READING TEXT –
-- Begin --

Input:  r1 = 24, r2 = 37, x = 40
Output: 44

Input: r1 = 14, r2 = 7, x = 10
Output: 17

Approach:

  • let the length of common chord AB = x
  • Let the radius of the circle with center O is OA = r2
  • Radius of circle with center P is AP = r1
  • From the figure, OP is perpendicular AB AC = CB AC = x/2 (Since AB = x)
  • In triangle ACP, AP^2 = PC^2+ AC^2 [By Pythagoras theorem] r1^2 = PC^2 + (x/2)^2 PC^2 = r1^2 – x^2/4
  • Consider triangle ACO r2^2 = OC^2+ AC^2[By Pythagoras theorem] r2^2 = OC^2+ (x/2)^2 OC^2 = r2^2 – x^2/4
  • From the figure, OP = OC + PC OP = √( r1^2 – x^2/4 ) + √(r2^2 – x^2/4)

Distance between the centers = sqrt((radius of one circle)^2 – (half of the length of the common chord )^2) + sqrt((radius of the second circle)^2 – (half of the length of the common chord )^2)

Below is the implementation of the above approach:

C++




// C++ program to find
// the distance between centers
// of two intersecting circles
// if the radii and common chord length is given
   
#include <bits/stdc++.h>
using namespace std;
   
void distcenter(int r1, int r2, int x)
{
    int z = sqrt((r1 * r1)
                 - (x / 2 * x / 2))
            + sqrt((r2 * r2)
                   - (x / 2 * x / 2));
   
    cout << "distance between the"
         << " centers is "
         << z << endl;
}
   
// Driver code
int main()
{
    int r1 = 24, r2 = 37, x = 40;
    distcenter(r1, r2, x);
    return 0;
}


Java




// Java program to find
// the distance between centers
// of two intersecting circles
// if the radii and common chord length is given
import java.lang.Math;
import java.io.*;
   
class GFG {
       
static double distcenter(int r1, int r2, int x)
{
    double z = (Math.sqrt((r1 * r1)
                - (x / 2 * x / 2)))
            + (Math.sqrt((r2 * r2)
                - (x / 2 * x / 2)));
   
    System.out.println ("distance between the" +
                        " centers is "+ (int)z );
    return 0;
}
   
// Driver code
public static void main (String[] args)
{
    int r1 = 24, r2 = 37, x = 40;
    distcenter(r1, r2, x);
}
}
   
// This code is contributed by jit_t.


Python3




# Python program to find
# the distance between centers
# of two intersecting circles
# if the radii and common chord length is given
   
def distcenter(r1, r2, x):
    z = (((r1 * r1) - (x / 2 * x / 2))**(1/2)) +\
    (((r2 * r2)- (x / 2 * x / 2))**(1/2));
   
    print("distance between thecenters is ",end="");
    print(int(z));
   
# Driver code
r1 = 24; r2 = 37; x = 40;
distcenter(r1, r2, x);
   
# This code has been contributed by 29AjayKumar


C#




// C# program to find
// the distance between centers
// of two intersecting circles
// if the radii and common chord length is given
using System;
   
class GFG
{
           
static double distcenter(int r1, int r2, int x)

-- End --

INSTRUCTION 1 –
Return each line of the listing that contains the string "locate".
The listing is unrelated to the page about the distance between the centers of two intersecting circles.

GIVEN ENTRIES –
-- Begin --

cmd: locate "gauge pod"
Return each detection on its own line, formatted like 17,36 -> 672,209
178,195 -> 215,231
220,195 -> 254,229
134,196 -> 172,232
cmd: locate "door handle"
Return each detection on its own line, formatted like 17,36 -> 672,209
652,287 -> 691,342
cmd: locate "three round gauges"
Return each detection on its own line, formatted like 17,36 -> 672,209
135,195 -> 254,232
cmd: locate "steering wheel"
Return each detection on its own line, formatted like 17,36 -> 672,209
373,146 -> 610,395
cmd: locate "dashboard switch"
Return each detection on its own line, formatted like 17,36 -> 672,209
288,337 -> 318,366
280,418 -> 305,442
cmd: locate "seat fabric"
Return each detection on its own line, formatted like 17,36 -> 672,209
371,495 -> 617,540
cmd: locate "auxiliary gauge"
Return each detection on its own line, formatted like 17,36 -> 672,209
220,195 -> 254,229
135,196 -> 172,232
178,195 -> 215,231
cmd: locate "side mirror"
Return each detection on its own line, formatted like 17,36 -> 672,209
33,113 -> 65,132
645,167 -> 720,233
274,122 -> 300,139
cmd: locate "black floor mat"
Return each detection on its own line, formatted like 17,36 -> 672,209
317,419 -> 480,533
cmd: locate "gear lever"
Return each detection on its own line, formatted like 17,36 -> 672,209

-- End --
-- Begin --

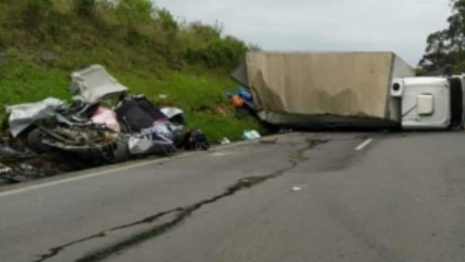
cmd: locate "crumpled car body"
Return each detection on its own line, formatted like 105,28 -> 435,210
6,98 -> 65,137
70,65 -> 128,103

-- End --

INSTRUCTION 2 –
Continue the page on the distance between the centers of two intersecting circles, starting right after its last line.

TASK RESULT 1 –
cmd: locate "gauge pod"
cmd: locate "door handle"
cmd: locate "three round gauges"
cmd: locate "steering wheel"
cmd: locate "dashboard switch"
cmd: locate "seat fabric"
cmd: locate "auxiliary gauge"
cmd: locate "side mirror"
cmd: locate "black floor mat"
cmd: locate "gear lever"
cmd: locate "crumpled car body"

TASK RESULT 2 –
{
    double z = (Math.Sqrt((r1 * r1)
                - (x / 2 * x / 2)))
            + (Math.Sqrt((r2 * r2)
                - (x / 2 * x / 2)));
   
    Console.WriteLine("distance between the" +
                        " centers is "+ (int)z );
    return 0;
}
   
// Driver code
static public void Main ()
{
    int r1 = 24, r2 = 37, x = 40;
    distcenter(r1, r2, x);
}
}
   
// This code is contributed by jit_t


PHP




<?php
// php program to find
// the distance between centers
// of two intersecting circles
// if the radii and common chord length is given
function distcenter($r1, $r2, $x)
{
    $z = sqrt(($r1 * $r1) - ($x / 2 * $x / 2))
         + sqrt(($r2 * $r2) - ($x / 2 * $x / 2));
   
    echo("distance between the centers is " );
    echo((int)$z);
}
  
// Driver code
 
$r1 = 24; $r2 = 37; $x = 40;
distcenter($r1, $r2, $x);
// This code is contributed by aditya942003patil
?>


Javascript




<script>
// javascript program to find
// the distance between centers
// of two intersecting circles
// if the radii and common chord length is given
function distcenter(r1, r2, x)
{
    var z = Math.sqrt((r1 * r1) - (x / 2 * x / 2))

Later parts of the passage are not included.